_TASK MATERIAL_
= Beginning of Section =

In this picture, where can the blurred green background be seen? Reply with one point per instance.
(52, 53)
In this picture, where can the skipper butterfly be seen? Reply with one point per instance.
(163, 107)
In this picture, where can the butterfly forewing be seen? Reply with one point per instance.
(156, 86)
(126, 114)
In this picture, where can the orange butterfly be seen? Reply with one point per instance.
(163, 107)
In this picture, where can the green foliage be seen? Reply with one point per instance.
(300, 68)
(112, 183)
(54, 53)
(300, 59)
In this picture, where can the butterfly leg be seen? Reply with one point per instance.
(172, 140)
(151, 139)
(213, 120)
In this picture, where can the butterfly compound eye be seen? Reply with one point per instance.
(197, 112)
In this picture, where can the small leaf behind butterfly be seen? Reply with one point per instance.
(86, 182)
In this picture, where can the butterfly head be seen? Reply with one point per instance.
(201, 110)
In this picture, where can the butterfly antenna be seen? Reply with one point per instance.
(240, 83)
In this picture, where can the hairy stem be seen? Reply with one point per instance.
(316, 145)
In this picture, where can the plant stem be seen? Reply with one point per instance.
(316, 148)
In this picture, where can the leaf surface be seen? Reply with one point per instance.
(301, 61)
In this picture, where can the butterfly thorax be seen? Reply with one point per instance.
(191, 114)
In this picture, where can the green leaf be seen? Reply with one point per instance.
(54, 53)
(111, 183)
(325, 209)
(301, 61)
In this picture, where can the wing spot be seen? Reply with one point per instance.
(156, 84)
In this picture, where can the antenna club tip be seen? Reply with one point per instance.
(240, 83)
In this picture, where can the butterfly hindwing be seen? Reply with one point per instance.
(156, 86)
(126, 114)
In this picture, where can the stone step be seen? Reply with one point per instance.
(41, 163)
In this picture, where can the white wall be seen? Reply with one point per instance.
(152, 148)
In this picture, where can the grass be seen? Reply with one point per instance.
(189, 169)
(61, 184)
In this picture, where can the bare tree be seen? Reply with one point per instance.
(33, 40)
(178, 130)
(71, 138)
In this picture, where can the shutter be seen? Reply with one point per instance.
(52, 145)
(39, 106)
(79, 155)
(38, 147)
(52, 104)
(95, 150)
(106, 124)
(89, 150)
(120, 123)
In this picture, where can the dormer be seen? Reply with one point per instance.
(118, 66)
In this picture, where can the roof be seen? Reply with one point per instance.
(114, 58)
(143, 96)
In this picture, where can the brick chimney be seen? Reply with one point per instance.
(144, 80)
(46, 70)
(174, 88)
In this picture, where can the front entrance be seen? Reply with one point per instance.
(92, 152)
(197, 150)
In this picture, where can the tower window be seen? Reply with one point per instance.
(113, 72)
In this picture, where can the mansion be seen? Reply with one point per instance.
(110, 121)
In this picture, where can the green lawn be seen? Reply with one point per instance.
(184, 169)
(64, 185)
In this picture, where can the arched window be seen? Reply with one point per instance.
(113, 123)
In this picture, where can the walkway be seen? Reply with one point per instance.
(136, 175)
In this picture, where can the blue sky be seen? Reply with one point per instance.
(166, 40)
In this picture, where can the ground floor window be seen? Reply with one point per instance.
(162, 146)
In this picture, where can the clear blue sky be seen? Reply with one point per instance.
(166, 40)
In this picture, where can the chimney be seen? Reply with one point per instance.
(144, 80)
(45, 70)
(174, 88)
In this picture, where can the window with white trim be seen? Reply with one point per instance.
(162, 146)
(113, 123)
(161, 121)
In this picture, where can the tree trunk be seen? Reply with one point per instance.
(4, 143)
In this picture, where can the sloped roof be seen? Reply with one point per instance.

= End of Section =

_WHAT NEEDS TO BE DONE_
All entries must be printed exactly, with nothing omitted.

_RESULT OF THE EXERCISE_
In this picture, where can the blurred green background be seen? Reply with one point per instance.
(52, 53)
In this picture, where can the skipper butterfly be seen? Reply with one point per instance.
(163, 107)
In this picture, where can the butterfly forewing be seen? Reply with one point per instance.
(156, 86)
(126, 114)
In this picture, where can the orange butterfly be seen? Reply with one point per instance.
(163, 107)
In this picture, where can the green foliage be seen? Reply with one point per instance.
(300, 68)
(112, 183)
(54, 53)
(300, 59)
In this picture, where can the butterfly leg be seen? Reply with one point per instance.
(172, 140)
(151, 139)
(213, 120)
In this picture, where can the butterfly compound eye be seen? Reply with one point per instance.
(197, 112)
In this picture, where can the small leaf behind butterfly be seen? Reply with one point per instance.
(86, 182)
In this picture, where can the butterfly head be seen? Reply with one point per instance.
(201, 110)
In this picture, where can the butterfly antenna be seen? Reply with one point per instance.
(240, 83)
In this picture, where can the hairy stem be seen? Reply with one point per instance.
(316, 145)
In this picture, where can the plant stem be seen? Reply with one point per instance.
(316, 148)
In this picture, where can the leaf surface be seen? Reply with one point per instance.
(301, 61)
In this picture, where can the butterfly thorax be seen? Reply with one point per instance.
(191, 114)
In this picture, where can the green leaf be seen? Reply with one point per instance.
(54, 53)
(111, 183)
(325, 209)
(301, 61)
In this picture, where can the wing spot be seen? Reply with one point per instance.
(156, 84)
In this picture, where can the antenna club tip be seen? Reply with one point per instance.
(240, 83)
In this picture, where can the butterfly hindwing be seen? Reply with one point per instance.
(156, 86)
(126, 114)
In this picture, where can the stone step be seen? Reply with one point per instance.
(41, 163)
In this picture, where can the white wall be seen? Reply with one point per instance.
(152, 148)
In this picture, where can the grass be seen? Reply with one point per instance.
(189, 169)
(61, 184)
In this picture, where can the bare tree be seen? Reply with one point per instance.
(33, 40)
(178, 130)
(71, 138)
In this picture, where can the shutter be seen? Reply with one point per instance.
(52, 145)
(39, 106)
(79, 155)
(38, 147)
(52, 104)
(95, 150)
(106, 124)
(89, 150)
(120, 123)
In this picture, where can the dormer be seen? Reply with one point per instance.
(118, 66)
In this picture, where can the roof be seen? Reply with one point per instance.
(114, 58)
(143, 96)
In this picture, where can the brick chimney be seen? Reply with one point per instance.
(144, 80)
(46, 70)
(174, 88)
In this picture, where can the front entrance be seen? Reply with one point per instance.
(92, 152)
(197, 150)
In this picture, where can the tower window be seen? Reply with one point per instance.
(113, 72)
In this picture, where can the mansion be seen? Reply with one point per instance.
(110, 121)
In this picture, where can the green lawn be seen? Reply with one point per instance.
(184, 169)
(64, 185)
In this picture, where can the arched window be seen? Reply with one point per instance.
(113, 123)
In this picture, where can the walkway be seen? Reply with one point per instance.
(136, 175)
In this picture, where can the blue sky be seen? Reply with one point per instance.
(166, 40)
In this picture, where can the ground floor window be seen? Reply with one point per instance.
(162, 146)
In this picture, where can the clear blue sky be seen? Reply with one point per instance.
(166, 40)
In this picture, where can the chimney be seen? Reply with one point per instance.
(144, 80)
(45, 70)
(174, 88)
In this picture, where can the window with white trim be seen? Reply with one point per instance.
(162, 146)
(113, 123)
(161, 121)
In this picture, where can the tree trunk be seen? Reply with one point per instance.
(4, 143)
In this picture, where can the sloped roof be seen? Reply with one point per instance.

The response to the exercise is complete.